— WRITTEN EXERCISE —
Quote verbatim every line of the records, starting at the line that contains "For the evaluation set, tag each instance of the long" and ending with the last line of the records.

Pointing records:
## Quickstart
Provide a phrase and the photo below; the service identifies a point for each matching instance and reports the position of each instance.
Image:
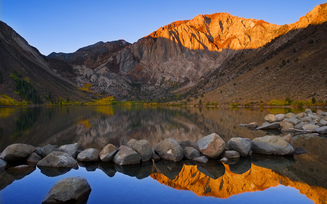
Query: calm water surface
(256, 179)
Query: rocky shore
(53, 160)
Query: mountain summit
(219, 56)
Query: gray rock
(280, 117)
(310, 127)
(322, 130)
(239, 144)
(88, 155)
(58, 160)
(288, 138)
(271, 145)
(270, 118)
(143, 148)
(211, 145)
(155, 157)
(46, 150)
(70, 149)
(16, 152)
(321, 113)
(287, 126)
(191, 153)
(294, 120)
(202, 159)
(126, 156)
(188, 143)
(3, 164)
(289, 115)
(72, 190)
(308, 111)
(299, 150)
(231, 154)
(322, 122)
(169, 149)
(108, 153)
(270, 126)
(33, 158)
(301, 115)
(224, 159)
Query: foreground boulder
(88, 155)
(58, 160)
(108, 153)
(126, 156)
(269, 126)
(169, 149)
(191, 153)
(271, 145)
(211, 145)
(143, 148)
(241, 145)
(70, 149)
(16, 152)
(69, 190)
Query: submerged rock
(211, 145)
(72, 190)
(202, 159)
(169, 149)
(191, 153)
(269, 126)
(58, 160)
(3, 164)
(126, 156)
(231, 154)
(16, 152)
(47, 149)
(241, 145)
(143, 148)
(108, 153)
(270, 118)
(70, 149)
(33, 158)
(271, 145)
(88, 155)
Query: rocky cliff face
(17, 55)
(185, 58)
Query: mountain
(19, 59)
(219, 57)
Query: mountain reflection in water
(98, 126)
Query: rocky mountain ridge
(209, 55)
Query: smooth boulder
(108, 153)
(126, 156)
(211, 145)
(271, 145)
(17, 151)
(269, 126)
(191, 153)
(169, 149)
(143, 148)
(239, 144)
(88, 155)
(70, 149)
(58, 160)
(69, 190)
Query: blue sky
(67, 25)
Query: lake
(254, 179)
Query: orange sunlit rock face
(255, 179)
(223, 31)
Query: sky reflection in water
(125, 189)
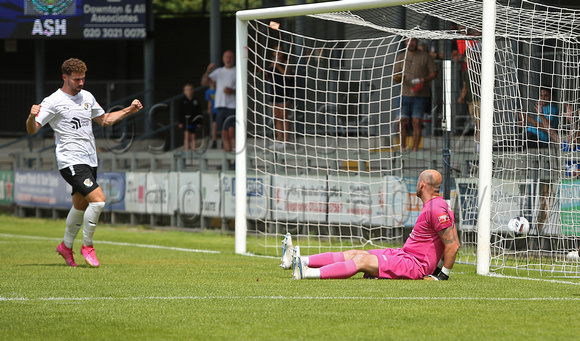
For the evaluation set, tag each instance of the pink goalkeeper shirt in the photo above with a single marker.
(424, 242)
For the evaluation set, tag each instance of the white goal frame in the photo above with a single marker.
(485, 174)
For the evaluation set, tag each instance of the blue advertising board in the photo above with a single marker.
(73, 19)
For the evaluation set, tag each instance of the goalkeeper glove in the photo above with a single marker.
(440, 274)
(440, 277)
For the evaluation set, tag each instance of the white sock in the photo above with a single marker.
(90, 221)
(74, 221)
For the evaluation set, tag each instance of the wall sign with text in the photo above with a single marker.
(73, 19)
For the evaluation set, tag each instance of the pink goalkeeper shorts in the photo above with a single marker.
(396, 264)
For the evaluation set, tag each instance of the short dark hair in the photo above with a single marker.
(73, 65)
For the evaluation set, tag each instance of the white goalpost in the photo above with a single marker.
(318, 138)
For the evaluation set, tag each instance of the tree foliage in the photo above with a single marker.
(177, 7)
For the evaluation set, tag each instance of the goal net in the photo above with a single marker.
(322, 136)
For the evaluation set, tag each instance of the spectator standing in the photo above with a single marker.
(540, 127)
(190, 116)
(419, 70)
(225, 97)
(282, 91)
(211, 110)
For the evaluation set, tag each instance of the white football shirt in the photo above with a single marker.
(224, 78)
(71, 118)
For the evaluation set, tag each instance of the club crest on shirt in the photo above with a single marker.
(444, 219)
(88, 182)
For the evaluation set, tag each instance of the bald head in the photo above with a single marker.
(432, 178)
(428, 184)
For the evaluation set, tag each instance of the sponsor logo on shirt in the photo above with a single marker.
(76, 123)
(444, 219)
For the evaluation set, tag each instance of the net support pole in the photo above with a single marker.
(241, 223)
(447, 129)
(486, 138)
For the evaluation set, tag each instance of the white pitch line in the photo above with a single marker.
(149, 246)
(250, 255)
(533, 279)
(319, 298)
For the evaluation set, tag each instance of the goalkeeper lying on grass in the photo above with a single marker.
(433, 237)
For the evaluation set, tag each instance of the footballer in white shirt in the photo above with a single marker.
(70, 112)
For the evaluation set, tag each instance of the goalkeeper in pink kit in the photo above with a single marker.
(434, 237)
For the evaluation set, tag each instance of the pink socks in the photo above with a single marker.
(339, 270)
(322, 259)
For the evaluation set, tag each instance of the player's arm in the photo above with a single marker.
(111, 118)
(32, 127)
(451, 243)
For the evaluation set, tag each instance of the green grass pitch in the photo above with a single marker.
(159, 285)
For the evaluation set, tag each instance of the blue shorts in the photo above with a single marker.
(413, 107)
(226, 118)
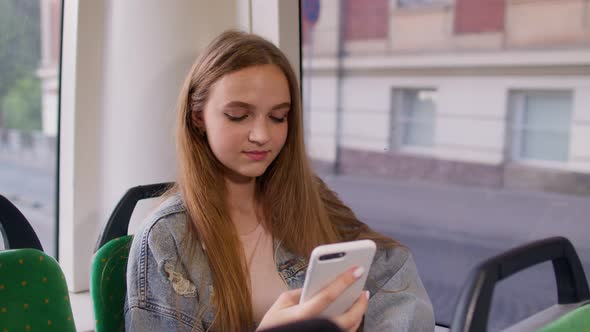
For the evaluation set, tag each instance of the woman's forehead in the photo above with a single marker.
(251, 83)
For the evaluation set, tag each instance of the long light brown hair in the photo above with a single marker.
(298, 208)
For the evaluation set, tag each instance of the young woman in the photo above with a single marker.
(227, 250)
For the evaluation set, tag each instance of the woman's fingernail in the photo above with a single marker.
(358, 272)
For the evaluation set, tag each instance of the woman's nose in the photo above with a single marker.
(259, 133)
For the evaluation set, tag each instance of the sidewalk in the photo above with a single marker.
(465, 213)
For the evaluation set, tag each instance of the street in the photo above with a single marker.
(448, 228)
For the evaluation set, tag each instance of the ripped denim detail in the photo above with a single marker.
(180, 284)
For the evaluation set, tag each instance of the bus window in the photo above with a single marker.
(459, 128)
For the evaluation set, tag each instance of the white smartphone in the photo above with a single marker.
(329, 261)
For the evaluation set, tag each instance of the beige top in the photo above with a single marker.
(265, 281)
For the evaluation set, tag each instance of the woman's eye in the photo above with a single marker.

— OUTPUT —
For the evaluation set, tag each instance of the long light brown hair in the photo above with a single marker.
(298, 208)
For the evaluation set, tag each instance of the young woman in the photo above with a single marker.
(227, 250)
For the evaluation set, tag each instance of the woman's fingernail in the photo above with a single marker.
(358, 272)
For the evaluation set, tag each instance of the woman's nose in the photo above with a single marker.
(259, 133)
For the evaluation set, tag each instance of the sidewalk in the photo above with a single marker.
(465, 213)
For the evaluation set, tag each instance of the street in the photo above with a single marker.
(448, 228)
For the evaluation set, tag each instance of the ripped denim detail in the photo above with a single marker.
(180, 284)
For the evaluation set, tag each instance of the bus window in the photo above with a single marker.
(459, 128)
For the evaluation set, tag each instance of the white smartphone in the photo above with a single marker.
(329, 261)
For the evaluation set, tag each instance of the beige top in the photo above with a single marker.
(265, 281)
For the evaluation set, tag each instance of the woman's eye in the photo above with a single marker.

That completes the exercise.